■ **Consigne 1**
Dans le passage sur l'assurance du risque de faillite, relevez chaque verbe à l'infinitif, sans répéter ceux qui reviennent, dans l'ordre de leur première apparition.

■ **Passage choisi**

************

Elle permet aussi de souligner que l'assurance du risque de faillite dépend des choix de l'assureur, c'est-à-dire d'un facteur trop souvent oublié dans le monde administré qu'est le monde de l'assurance. En cas d'inefficacité observable de l'exploitation de la technique par l'assureur (c'est-à-dire de déficit de l'assureur), c'est alors moins la technique qui est à mettre en cause que les choix de l'assureur. Quand la technique d'assurance est d'une utilisation rendue obligatoire par la puissance publique ou quand celle-ci se charge elle-même de l'exploiter, c'est moins la technique qui est à mettre en cause que les décisions des pouvoirs publics, des décisions en rupture avec l'activité économique en question.

Recherche préliminaire, destinée à délimiter les conditions économiques de l'assurance "faillite" par une entreprise privée, la présente étude ne rentre pas dans les arcanes des techniques actuarielles.

************

■ **Données de travail**
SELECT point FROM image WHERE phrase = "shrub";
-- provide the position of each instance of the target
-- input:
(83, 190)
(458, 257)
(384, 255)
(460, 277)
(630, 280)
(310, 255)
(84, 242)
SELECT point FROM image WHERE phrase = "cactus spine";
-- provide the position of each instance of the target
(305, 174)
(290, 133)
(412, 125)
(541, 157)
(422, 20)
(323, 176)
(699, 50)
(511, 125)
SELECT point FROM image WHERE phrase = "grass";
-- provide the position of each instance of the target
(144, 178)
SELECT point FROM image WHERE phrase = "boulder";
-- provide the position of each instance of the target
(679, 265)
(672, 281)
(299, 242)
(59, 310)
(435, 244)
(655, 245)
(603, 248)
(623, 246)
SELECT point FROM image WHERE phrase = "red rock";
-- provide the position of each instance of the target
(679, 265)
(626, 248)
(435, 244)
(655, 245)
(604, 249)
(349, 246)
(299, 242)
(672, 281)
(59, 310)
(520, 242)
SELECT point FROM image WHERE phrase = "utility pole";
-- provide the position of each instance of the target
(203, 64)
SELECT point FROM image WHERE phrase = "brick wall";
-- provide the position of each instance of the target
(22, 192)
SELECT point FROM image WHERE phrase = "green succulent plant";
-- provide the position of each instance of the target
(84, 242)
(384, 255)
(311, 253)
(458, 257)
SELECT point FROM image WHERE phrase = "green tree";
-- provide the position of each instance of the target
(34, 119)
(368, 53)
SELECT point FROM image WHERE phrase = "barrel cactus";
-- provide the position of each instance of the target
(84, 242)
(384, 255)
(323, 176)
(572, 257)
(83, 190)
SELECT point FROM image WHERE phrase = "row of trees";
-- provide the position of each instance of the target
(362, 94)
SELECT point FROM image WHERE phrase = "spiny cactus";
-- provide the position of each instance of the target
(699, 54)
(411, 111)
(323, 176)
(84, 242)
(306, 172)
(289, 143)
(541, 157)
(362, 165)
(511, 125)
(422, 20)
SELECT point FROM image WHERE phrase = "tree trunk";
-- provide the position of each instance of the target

************

■ **Consigne 2**
Reportez chacune des lignes des données qui contient la chaîne "green".

■ **Réponse 1**
souligner
mettre
exploiter
délimiter

■ **Réponse 2**
SELECT point FROM image WHERE phrase = "green succulent plant";
SELECT point FROM image WHERE phrase = "green tree";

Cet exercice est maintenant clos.